Text for analysis:
*** Begin section ***
Didn’t have time to read the news lately? Kafkadesk’s got you covered. Here’s our recap of what’s been going on and what you might have missed these last few days.
Poland holds summit to mark 15th anniversary of EU membership
On Wednesday, Warsaw hosted a summit to celebrate the EU’s enlargement to the east, gathering leaders from all the countries that joined the EU fifteen years ago, on May 1, 2004 (Poland, Slovakia, Hungary, Czech Republic, Cyprus, Malta, Estonia, Latvia, Lithuania, Slovenia), as well as the latest newcomers Bulgaria, Romania (2007) and Croatia (2013).
While Polish Prime Minister Mateusz Morawiecki hosted his counterparts at Warsaw’s Royal Castle in a summit meant to highlight Central and Eastern Europe’s cemented place at the heart of the EU, two slight incidents cast a shadow over the well-calibrated European fest: hundreds of anti-EU and far-right protesters demonstrated in front of the palace, while EU Commission Vice-President Jyrki Katainen, who also attended the summit, warned that Poland should stop considering the EU as “just a money machine, a cow that you can milk”.
*** End section ***
[Gathered data entries]
*** Begin section ***
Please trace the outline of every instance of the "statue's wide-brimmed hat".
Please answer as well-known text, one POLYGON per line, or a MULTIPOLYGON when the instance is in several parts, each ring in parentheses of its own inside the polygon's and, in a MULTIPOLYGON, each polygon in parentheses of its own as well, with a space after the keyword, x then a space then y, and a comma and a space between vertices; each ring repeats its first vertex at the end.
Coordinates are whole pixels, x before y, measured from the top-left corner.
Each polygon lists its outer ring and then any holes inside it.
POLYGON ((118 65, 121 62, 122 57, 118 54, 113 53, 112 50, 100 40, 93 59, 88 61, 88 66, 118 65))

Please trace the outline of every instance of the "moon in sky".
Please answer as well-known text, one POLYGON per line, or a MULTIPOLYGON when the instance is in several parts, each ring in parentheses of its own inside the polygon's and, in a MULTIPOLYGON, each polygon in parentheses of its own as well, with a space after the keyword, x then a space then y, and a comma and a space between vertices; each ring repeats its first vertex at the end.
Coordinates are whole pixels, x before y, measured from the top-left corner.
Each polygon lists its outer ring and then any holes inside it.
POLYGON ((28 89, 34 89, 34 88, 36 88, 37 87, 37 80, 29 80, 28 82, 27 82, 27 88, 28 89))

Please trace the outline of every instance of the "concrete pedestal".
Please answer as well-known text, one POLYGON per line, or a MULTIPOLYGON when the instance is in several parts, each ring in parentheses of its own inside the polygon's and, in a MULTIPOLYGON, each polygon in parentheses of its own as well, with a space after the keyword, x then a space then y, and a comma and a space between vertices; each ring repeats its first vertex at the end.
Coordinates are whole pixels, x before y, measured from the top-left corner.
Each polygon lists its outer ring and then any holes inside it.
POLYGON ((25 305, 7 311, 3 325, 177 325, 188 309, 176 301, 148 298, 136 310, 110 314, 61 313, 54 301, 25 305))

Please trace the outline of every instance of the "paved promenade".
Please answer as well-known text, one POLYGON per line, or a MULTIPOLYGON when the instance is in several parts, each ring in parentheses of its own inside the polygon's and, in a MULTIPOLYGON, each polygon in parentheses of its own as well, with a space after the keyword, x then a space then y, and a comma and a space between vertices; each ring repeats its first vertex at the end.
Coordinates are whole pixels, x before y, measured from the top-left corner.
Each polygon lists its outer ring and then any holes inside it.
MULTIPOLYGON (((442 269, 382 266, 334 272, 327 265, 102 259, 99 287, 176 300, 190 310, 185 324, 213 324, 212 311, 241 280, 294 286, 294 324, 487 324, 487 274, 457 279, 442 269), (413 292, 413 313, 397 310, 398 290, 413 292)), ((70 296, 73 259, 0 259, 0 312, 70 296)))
*** End section ***
*** Begin section ***
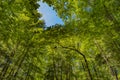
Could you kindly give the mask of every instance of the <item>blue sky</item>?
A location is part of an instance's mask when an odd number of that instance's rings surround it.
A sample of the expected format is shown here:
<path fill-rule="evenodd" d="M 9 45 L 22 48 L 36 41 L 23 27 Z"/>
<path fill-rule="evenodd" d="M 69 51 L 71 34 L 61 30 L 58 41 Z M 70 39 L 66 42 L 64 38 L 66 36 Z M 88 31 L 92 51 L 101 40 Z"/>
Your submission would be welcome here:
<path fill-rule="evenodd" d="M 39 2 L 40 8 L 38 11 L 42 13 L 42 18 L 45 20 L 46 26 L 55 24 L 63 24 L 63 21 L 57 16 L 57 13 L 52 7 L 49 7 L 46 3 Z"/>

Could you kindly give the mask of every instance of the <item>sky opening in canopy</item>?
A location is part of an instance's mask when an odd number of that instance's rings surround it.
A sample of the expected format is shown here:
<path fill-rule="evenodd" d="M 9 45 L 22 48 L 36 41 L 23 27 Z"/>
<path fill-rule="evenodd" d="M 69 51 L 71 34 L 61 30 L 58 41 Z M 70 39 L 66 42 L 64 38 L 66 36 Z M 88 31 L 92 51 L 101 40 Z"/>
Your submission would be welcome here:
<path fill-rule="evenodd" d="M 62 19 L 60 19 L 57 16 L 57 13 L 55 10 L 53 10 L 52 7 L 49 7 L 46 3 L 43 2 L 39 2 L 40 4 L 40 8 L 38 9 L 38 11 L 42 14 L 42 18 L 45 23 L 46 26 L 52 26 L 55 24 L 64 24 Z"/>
*** End section ***
Tasks and exercises:
(A) In the news recap about Poland's EU membership summit, where did Mateusz Morawiecki host the other leaders?
(B) Resume the news recap on Poland's summit for 15 years of EU membership, starting right after its last sentence.
Nothing in the listing matters here.

Answer set:
(A) At Warsaw's Royal Castle.

(B)
Far-right protesters clash with anti-fascist groups in Brno on May Day
The usually quiet Moravian city of Brno, in the Czech Republic, turned on Wednesday evening into the setting of violent clashes between ultra-right and anti-fascist protesters. Around one hundred far-right protesters marched through the streets of the Czech Republic’s second-largest city, facing off an anti-demonstration organized by anti-fascist organizations, gathered under the Brno Blokuje association.
Half a dozen people were arrested and detained by police forces, mobilized for the occasion, while several people, including police officers, were injured in the brawl, according to local media. Ahead of the demonstrations, Brno’s municipal police warned residents against passing through the city center unless absolutely necessary. This is not the first time Brno experiences such clashes: the Moravian capital made headlines two years ago after demonstrations turned violent, exemplified by a picture, which went viral on social media, showing a far-right protester seemingly yelling at a young girl scout.
Viktor Orbán hints at possible alliance with Italy’s far-right League
In an interview with Italian daily La Stampa, Hungarian Prime Minister Viktor Orbán argued that the center-right European People’s Party (EPP), from which his Fidesz party has been temporarily suspended, should forge an alliance with the EU’s nationalist populist forces after this month’s elections. “The EPP is preparing to commit suicide and wants to tie itself to the left”, Orbán told Italian reporters. “We need to find another path via cooperation with Europe’s right-wing” he added, crossing yet another red-line drawn by EPP leader Manfred Weber, who singled out Europe’s nationalists as “our enemies”.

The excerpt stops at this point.